Brief: According to the article about the COVID-19 Drug Evidence Initiative, when did the students officially launch the initiative?

Document text:

Group shot of CDEI team

COVID-19 Drug Evidence Initiative (CDEI) team members, from left: Avery Loi, Sameera Toenjes, Arvind Grewal, Joseph Li, Truong Dao, and Christopher Tse.

As the number of scientific papers about COVID-19 keeps growing, health care professionals have a harder time keeping up with the most relevant literature. A group of students from the Leslie Dan Faculty of Pharmacy has created a new initiative to identify, evaluate and communicate evidence from COVID-19 treatment trials, helping to make the latest research accessible to those who need it.

The six students – Sameera Toenjes, Avery Loi, Truong Dao, Christopher Tse, Joseph Li and Arvind Grewal – were all about to complete their fourth year of the PharmD program when the pandemic started. “We all had a desire to help out,” says Toenjes. “We’ve been training for four years and accumulated this knowledge base that could be really useful in the time of a pandemic – if not on the front line, then in another capacity.”

Despite the abundance of COVID-19 research, the students could not find a resource focused solely on identifying and evaluating clinical trials about drugs to treat the disease. They realized that they could use the knowledge and skills developed over the course of their degree to fill this critical gap and officially launched the COVID-19 Drug Evidence Initiative (CDEI) at the end of April.

“We are filling a very specific need. Some existing resources list hundreds of papers of all kinds of studies, not just drug treatments”

“We are filling a very specific need. Some existing resources list hundreds of papers of all kinds of studies, not just drug treatments,” says Loi. “We can apply our expertise in the area of drugs and make the information easily accessible for health care professionals.”

Karen Cameron, a lecturer at the Faculty, agrees that this type of resource is needed. “It is difficult for busy health care providers to quickly assess the quality of this information and assess its impact on treatment practices,” she says. “Having a resource that summarizes the prospective randomized trials is invaluable as a quick reference point for clinicians.” 

While developing the initiative, the team received support and feedback from several faculty members, including Cameron. “These students were preparing to move on to the next step in their professional lives when rotations, graduation and licensing exams were cancelled,” says Cameron. “They were able to mobilize in a time of uncertainty to identify a gap in information and how they could make a meaningful contribution. I’m immensely proud of their contribution during this challenging time.”

Students focus on making information accessible and usable

The CDEI team decided to focus their project on prospective intervention trials, since they are the most applicable studies to clinical practice. When they find a study that meets their criteria, they summarize and appraise it, identify the limitations and, importantly, communicate the information in understandable and usable ways. “Pharmacists are one of the most accessible health care professionals,” says Toenjes. “So we wanted to make information that was also very accessible and easily digestible for the public.”

Dataset records:
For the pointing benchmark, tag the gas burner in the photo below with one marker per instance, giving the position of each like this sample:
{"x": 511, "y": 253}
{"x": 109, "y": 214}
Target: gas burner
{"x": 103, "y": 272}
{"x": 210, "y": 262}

Reply: At the end of April.